Exercise aim: Print all entries precisely as they are written.

Record set:
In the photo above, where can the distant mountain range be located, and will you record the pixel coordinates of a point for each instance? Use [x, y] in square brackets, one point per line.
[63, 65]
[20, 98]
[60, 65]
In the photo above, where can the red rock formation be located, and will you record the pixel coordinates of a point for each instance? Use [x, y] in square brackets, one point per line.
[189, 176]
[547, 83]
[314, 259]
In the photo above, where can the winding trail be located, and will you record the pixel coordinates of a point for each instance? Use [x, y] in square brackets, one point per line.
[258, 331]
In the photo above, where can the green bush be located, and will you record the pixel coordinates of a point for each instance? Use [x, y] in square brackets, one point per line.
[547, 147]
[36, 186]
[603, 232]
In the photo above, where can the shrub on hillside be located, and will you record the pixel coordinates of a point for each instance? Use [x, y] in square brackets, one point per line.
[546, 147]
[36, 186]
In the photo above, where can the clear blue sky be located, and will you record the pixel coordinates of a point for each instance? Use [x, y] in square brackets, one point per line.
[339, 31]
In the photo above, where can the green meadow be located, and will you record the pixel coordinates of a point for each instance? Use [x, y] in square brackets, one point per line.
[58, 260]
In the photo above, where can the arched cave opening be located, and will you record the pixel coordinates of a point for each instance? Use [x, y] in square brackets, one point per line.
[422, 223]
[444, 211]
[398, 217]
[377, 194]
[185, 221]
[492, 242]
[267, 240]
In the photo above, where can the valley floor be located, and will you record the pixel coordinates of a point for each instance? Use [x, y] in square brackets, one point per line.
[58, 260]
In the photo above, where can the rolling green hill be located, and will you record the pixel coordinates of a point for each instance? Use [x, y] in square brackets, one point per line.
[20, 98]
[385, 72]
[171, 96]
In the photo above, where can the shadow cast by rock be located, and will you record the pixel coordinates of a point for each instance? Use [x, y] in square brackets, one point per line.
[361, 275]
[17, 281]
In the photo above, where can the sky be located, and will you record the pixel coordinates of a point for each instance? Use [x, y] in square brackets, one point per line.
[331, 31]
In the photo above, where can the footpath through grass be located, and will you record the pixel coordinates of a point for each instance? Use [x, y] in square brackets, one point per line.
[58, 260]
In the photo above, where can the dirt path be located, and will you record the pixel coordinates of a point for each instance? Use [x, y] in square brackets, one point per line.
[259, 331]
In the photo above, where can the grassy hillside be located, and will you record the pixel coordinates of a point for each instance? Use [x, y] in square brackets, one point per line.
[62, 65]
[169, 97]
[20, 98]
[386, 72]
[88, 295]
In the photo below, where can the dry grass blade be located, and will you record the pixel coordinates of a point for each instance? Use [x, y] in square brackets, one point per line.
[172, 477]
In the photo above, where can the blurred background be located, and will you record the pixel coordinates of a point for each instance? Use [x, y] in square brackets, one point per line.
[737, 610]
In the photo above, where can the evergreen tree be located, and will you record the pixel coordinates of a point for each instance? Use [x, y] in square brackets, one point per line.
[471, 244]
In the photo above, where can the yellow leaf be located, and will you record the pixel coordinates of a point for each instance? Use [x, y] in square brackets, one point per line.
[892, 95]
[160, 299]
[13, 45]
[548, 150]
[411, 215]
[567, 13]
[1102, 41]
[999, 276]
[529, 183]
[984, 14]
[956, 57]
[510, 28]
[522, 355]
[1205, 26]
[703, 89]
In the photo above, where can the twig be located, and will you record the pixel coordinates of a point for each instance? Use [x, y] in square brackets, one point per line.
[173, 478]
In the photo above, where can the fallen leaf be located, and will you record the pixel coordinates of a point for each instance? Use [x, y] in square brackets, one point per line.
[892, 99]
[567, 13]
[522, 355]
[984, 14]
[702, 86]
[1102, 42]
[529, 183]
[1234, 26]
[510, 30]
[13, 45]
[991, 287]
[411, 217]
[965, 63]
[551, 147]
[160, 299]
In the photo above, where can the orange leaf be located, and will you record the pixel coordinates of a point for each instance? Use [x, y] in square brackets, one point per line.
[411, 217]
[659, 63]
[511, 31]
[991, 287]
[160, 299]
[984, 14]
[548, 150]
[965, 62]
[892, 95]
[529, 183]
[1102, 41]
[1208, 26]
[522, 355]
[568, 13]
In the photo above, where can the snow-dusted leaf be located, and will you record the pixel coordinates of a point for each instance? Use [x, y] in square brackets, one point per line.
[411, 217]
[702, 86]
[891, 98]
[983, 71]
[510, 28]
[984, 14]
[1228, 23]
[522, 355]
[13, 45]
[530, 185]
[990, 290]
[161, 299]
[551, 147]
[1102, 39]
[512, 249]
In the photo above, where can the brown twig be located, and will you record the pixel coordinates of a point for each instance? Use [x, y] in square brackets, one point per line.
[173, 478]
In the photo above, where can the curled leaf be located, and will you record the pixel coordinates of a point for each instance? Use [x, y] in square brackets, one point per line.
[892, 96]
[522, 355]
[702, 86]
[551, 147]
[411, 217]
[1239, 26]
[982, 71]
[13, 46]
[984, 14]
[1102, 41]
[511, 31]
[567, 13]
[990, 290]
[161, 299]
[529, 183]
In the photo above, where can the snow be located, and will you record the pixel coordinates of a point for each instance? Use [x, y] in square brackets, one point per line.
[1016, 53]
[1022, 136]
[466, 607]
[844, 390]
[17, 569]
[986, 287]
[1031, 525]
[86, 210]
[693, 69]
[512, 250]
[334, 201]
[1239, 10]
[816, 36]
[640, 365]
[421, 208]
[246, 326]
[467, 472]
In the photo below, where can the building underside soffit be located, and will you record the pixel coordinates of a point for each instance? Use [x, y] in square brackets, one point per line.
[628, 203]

Solution to the exercise:
In the photo above, where can the distant mountain range be located, and will you record the pixel coordinates of a point for each instance? Use [x, y] in square brackets, one point per line.
[63, 65]
[20, 98]
[60, 65]
In the photo above, where can the red rock formation be located, and will you record the pixel coordinates of a point for each instance? Use [x, y] in square brackets, one point per line.
[189, 176]
[547, 83]
[314, 259]
In the photo above, where can the winding trail be located, and will you record the pixel coordinates of a point for each instance? Use [x, y] in square brackets, one point per line.
[258, 331]
In the photo above, where can the green bush be located, and will you record the pixel coordinates of a point for each instance? Use [x, y] in square brackets, one point per line.
[547, 147]
[36, 186]
[603, 232]
In the photo above, where can the shrub on hillside be located, and will you record the pixel coordinates of a point for each instance? Use [x, y] in square brackets, one point per line.
[546, 147]
[36, 186]
In the photo above, where can the clear blue sky be located, and will you record the pixel coordinates of a point for each instance? Use [x, y] in square brackets, one point per line.
[339, 31]
In the photo above, where can the green meadow be located, and will you record the pixel coordinates of a point for each instance? Use [x, y] in square brackets, one point per line.
[58, 260]
In the photo above, where can the arched cave opening be located, and will you record the pixel coordinates of a point for each instance? Use [x, y] in square brackets, one point per line.
[422, 223]
[444, 211]
[398, 217]
[377, 194]
[185, 221]
[492, 242]
[267, 240]
In the photo above, where can the valley floor be located, and will you record the pixel coordinates of a point for each instance? Use [x, y] in square brackets, one point per line.
[58, 260]
In the photo above, where can the rolling green hill be located, and will you record the pixel coordinates of a point for each instance? Use [x, y] in square brackets, one point per line.
[20, 98]
[385, 72]
[171, 96]
In the photo above, where can the shadow cast by rock be located, and will you record the pixel coordinates of a point for each instance? Use [x, y] in square brackets, one point per line.
[361, 275]
[17, 281]
In the photo above, where can the sky be located, and will you record the pixel coordinates of a point for each instance? Use [x, y] in square brackets, one point per line.
[331, 31]
In the photo above, where can the footpath through grass be located, and will you record the pixel coordinates of a point for each instance? Use [x, y] in square brackets, one point per line.
[58, 260]
In the photo above, where can the dirt path be located, and will you record the pixel coordinates of a point for each instance? Use [x, y] in square brackets, one point per line.
[259, 331]
In the photo above, where can the grassy hillside be located, and will you record the pixel coordinates of a point for each instance? Use [x, y] in square brackets, one point per line.
[62, 65]
[169, 97]
[20, 98]
[386, 72]
[88, 295]
In the photo below, where can the dry grass blade be located, and will you record the pixel coordinates of a point for each instance? Use [x, y] in square brackets, one point per line.
[172, 477]
In the photo above, where can the blurred background be located, and will you record the pixel coordinates of a point for each instance? Use [x, y] in square brackets, one point per line.
[737, 610]
In the photo above, where can the evergreen tree be located, and will you record the pixel coordinates of a point for each instance? Use [x, y] in square brackets, one point per line.
[471, 244]
In the photo above, where can the yellow leaf be located, and will you record the pixel coordinates of a point for each instance? Use [x, y] in square brackets, one point per line.
[892, 95]
[160, 299]
[13, 45]
[548, 150]
[411, 215]
[567, 13]
[1102, 41]
[999, 276]
[529, 183]
[984, 14]
[956, 57]
[510, 28]
[522, 355]
[1205, 26]
[703, 89]
In the photo above, where can the twig be located, and will you record the pixel coordinates of a point for each instance? Use [x, y] in square brackets, one point per line.
[173, 478]
In the photo above, where can the fallen leaf be located, and will you record the pixel coordinates of a point for each instance? Use [x, y] in square brackets, one point per line.
[892, 99]
[567, 13]
[522, 355]
[984, 14]
[702, 86]
[1102, 42]
[529, 183]
[1234, 26]
[510, 30]
[13, 45]
[991, 287]
[411, 217]
[965, 63]
[551, 147]
[160, 299]
In the photo above, where can the orange leaf be located, and will you record the pixel coordinates of a point for each instance? Use [x, y] in square brackets, one point per line.
[411, 217]
[659, 63]
[511, 31]
[991, 287]
[160, 299]
[984, 14]
[548, 150]
[965, 62]
[892, 95]
[529, 183]
[1102, 41]
[1208, 26]
[522, 355]
[568, 13]
In the photo above, where can the snow-dusted leaf be located, and will you record the pixel coordinates of a point for each instance? Use [x, y] in square brackets, one point per line.
[411, 217]
[702, 86]
[891, 98]
[983, 71]
[510, 28]
[984, 14]
[1228, 23]
[522, 355]
[13, 45]
[530, 185]
[990, 290]
[161, 299]
[551, 147]
[1102, 39]
[512, 249]
In the photo above, where can the brown twig be located, and will you record the pixel coordinates of a point for each instance? Use [x, y] in square brackets, one point per line.
[173, 478]
In the photo above, where can the curled leaf be located, and will you record the pixel coordinates of a point for each instance? Use [x, y] in square brackets, one point per line.
[892, 96]
[522, 355]
[702, 86]
[551, 147]
[411, 217]
[1239, 26]
[982, 71]
[13, 46]
[984, 14]
[1102, 41]
[511, 31]
[567, 13]
[990, 290]
[161, 299]
[529, 183]
In the photo above, where can the snow be located, and will you record the pixel coordinates of a point for each instance? Use [x, y] in square brackets, one point per line.
[1016, 53]
[1022, 136]
[466, 607]
[844, 390]
[17, 569]
[986, 287]
[1031, 525]
[86, 210]
[693, 69]
[512, 250]
[334, 201]
[1239, 10]
[816, 36]
[640, 365]
[421, 208]
[246, 326]
[467, 472]
In the photo below, where can the building underside soffit be located, and will you record the pixel coordinates of a point for each instance? Use [x, y] in square brackets, one point per line.
[628, 203]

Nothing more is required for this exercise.